Object pointing dataset entries:
+ + + + +

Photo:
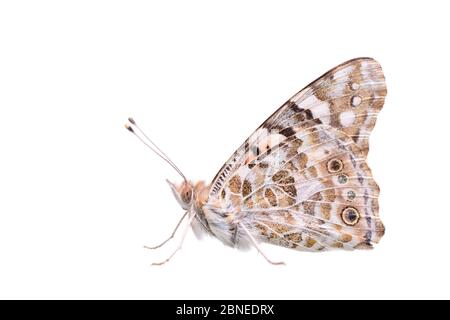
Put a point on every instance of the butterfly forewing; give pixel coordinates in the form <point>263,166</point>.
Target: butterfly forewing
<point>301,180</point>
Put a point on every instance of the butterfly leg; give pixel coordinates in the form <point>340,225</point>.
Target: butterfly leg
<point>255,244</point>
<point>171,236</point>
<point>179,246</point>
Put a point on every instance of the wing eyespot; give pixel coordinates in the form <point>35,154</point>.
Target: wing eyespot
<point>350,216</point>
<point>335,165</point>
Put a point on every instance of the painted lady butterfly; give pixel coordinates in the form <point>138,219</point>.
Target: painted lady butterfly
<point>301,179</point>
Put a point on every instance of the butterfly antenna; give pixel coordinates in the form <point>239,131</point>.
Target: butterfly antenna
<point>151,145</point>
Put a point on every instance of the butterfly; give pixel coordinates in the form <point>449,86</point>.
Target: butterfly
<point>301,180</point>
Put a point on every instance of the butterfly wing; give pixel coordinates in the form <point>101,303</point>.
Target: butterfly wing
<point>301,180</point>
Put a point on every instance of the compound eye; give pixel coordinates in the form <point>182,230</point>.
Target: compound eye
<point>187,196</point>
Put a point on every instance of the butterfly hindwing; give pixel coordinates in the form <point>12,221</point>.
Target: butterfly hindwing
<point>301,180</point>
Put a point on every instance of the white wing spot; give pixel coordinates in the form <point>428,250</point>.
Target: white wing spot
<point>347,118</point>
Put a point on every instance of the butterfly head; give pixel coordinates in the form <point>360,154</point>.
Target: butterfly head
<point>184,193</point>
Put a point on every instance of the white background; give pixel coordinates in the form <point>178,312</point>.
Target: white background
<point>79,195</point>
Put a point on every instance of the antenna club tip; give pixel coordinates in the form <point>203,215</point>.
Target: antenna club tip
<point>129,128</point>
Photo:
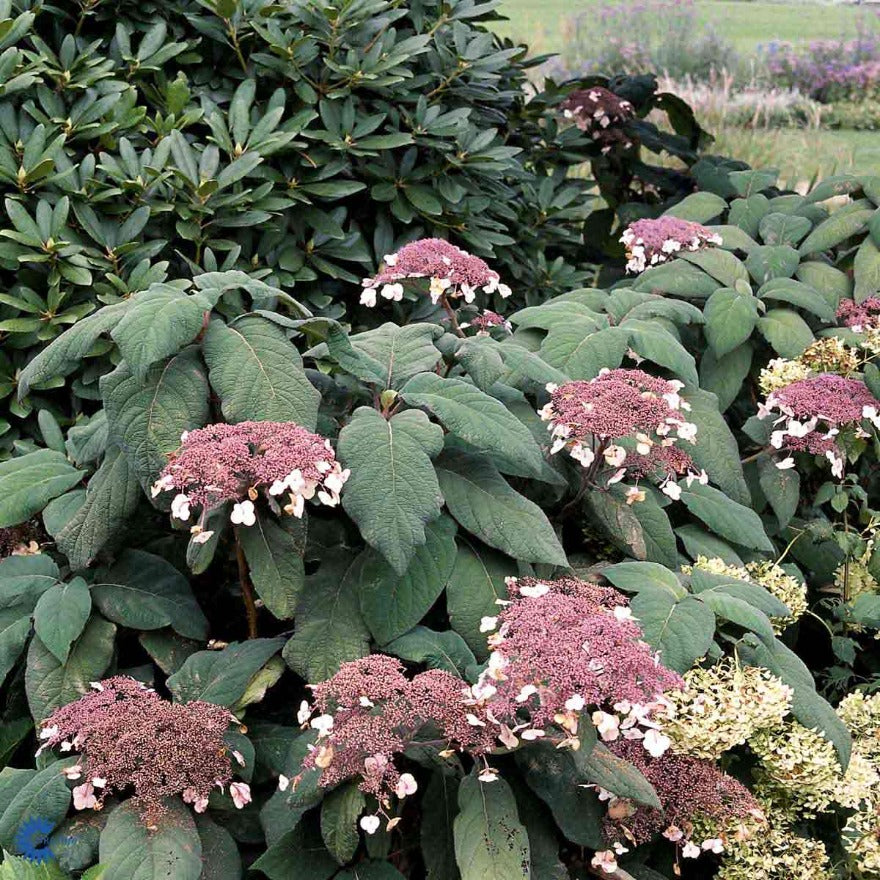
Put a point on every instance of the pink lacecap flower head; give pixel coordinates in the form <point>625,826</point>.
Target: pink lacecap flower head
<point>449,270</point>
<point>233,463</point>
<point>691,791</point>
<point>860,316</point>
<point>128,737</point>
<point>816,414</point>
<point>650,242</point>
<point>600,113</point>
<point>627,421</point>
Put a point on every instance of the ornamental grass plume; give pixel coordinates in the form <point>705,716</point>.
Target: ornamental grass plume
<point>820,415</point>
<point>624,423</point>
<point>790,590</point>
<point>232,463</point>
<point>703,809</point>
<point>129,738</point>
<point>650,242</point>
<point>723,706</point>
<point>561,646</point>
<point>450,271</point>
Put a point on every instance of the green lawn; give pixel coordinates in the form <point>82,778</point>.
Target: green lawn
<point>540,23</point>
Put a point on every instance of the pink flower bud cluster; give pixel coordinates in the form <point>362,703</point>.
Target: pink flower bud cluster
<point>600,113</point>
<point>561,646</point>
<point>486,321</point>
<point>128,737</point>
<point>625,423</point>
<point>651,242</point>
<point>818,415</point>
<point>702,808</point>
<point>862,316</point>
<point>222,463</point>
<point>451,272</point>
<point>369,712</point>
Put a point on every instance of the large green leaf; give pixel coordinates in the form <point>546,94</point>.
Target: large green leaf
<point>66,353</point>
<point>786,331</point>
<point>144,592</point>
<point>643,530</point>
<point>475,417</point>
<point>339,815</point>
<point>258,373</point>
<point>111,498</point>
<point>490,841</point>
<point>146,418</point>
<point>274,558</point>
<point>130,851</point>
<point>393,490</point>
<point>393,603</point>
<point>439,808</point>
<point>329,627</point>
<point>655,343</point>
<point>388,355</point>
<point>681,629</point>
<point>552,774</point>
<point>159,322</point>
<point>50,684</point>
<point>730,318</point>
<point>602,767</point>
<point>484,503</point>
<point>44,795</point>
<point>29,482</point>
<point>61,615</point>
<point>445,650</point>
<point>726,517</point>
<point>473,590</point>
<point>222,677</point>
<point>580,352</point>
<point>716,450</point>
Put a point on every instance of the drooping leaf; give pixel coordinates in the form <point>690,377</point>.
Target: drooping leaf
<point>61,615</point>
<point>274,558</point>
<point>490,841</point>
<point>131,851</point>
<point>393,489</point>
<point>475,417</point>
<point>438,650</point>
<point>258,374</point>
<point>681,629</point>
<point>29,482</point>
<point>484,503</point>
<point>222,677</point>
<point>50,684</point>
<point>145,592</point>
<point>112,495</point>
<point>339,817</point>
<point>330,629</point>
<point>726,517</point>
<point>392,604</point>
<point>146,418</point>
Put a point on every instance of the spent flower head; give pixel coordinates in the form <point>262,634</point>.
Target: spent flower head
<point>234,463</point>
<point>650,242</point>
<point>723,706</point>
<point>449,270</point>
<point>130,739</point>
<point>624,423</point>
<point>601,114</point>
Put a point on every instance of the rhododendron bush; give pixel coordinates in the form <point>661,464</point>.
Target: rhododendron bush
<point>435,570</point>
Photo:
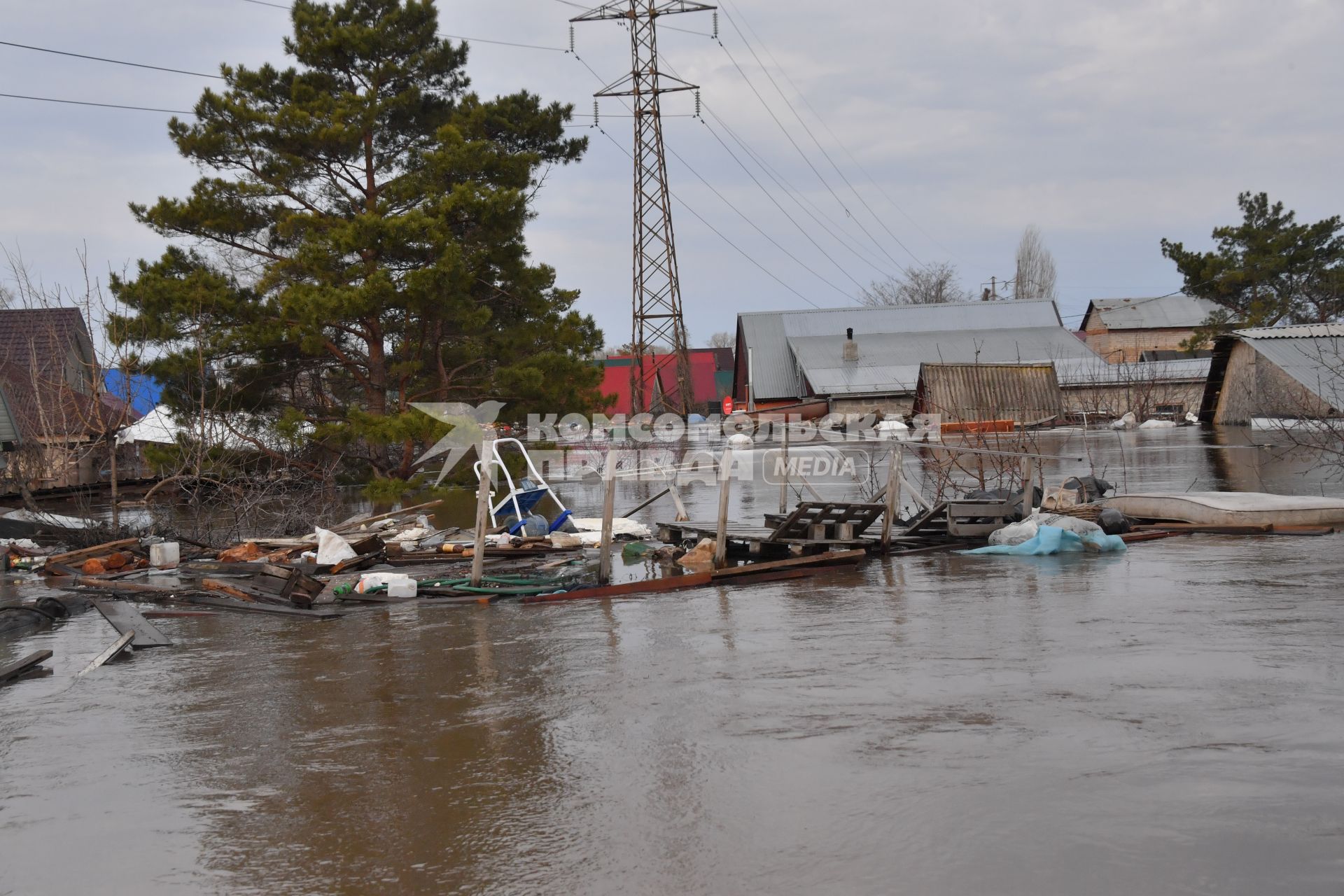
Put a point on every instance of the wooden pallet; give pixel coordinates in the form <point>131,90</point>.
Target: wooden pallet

+ + + + +

> **Work to complete**:
Reproduce the entries from the line with "Put a point on every instance of the pink flower" up to and including the line with "<point>702,808</point>", offsetting every coordinate in the answer points by 31. Leave the coordinates in the requests and their format samples unchanged.

> **Task output**:
Put a point on every instance of the pink flower bud cluster; give pixel coordinates in the form <point>362,703</point>.
Target: pink flower bud cluster
<point>631,144</point>
<point>592,677</point>
<point>517,352</point>
<point>159,768</point>
<point>656,454</point>
<point>682,273</point>
<point>849,446</point>
<point>733,839</point>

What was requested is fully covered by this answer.